> [Goal of the exercise]: Scan the data beneath this task and copy each line that includes "bounding".

-- Exercise input follows --

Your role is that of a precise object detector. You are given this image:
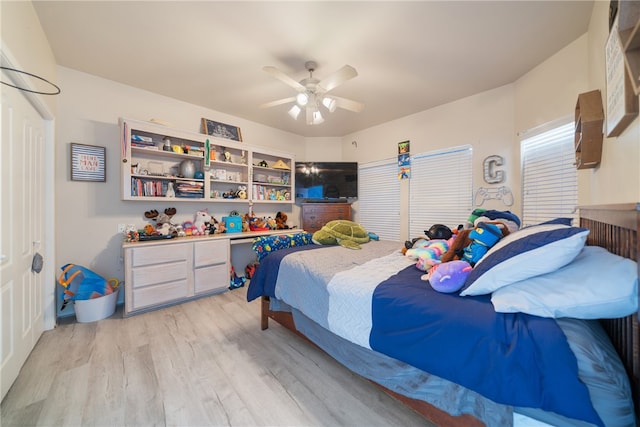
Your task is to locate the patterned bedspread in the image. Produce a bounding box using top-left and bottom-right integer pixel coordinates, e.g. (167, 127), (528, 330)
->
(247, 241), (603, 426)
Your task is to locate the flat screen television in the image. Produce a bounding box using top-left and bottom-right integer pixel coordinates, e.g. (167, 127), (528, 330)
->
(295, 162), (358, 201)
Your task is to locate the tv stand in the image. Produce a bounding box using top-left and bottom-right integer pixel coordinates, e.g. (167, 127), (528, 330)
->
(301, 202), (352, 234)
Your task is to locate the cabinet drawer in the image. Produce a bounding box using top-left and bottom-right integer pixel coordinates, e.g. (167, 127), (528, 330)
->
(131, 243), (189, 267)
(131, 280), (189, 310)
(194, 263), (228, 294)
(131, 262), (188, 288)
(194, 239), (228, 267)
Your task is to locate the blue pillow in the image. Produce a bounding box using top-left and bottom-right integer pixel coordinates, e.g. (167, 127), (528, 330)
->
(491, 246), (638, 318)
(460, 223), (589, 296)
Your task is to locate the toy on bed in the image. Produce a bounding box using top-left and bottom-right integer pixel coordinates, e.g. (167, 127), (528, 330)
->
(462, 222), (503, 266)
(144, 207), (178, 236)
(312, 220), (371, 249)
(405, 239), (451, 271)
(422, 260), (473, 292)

-- Exercise input concluded --

> [Exercise solution]:
Your task is to locate the patterned bedspread in the image. Produce a bounding box using top-left and bottom-right integer pixel coordinates, e.g. (167, 127), (528, 330)
Your task is to locate the flat screen television in the image. Produce a bounding box using top-left and bottom-right integer pixel coordinates, e.g. (167, 127), (528, 330)
Your task is to locate the tv stand in the image. Produce a bounding box using top-left and bottom-right integer pixel coordinates, e.g. (167, 127), (528, 330)
Your task is to locate the cabinet drawer in the image. Produce a bounding box using top-left and bottom-right integer pixel coordinates, e.g. (167, 127), (528, 330)
Your task is to locate the blue pillow in the image. Produce a bounding box using top-left and bottom-right integer pixel coordinates, e.g. (167, 127), (528, 330)
Your task is to locate the toy on bed in the image. Produce a bounding box using top-left and bottom-right integer pixel coordinates, e.g. (167, 127), (528, 330)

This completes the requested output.